> [RAW RECORDS]
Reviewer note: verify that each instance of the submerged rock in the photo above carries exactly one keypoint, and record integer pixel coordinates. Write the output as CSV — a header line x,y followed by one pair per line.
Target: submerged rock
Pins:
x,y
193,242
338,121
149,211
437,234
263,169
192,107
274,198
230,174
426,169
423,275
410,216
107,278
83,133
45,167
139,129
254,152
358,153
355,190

> [WORK TO DO]
Reproduce the listing above line for line, with every character unchanged.

> [RESPONSE TO THIS EXERCISE]
Reviewer note: verify that each instance of the submerged rock in the photo above carries exactly one keypoint, and record integer pixel coordinates. Write the output as CSV — a header line x,y followed by one pair per line.
Target: submerged rock
Pins:
x,y
193,242
338,121
149,211
437,234
263,169
192,107
274,198
230,174
426,169
423,275
410,216
107,278
83,133
45,167
139,129
254,152
358,153
355,190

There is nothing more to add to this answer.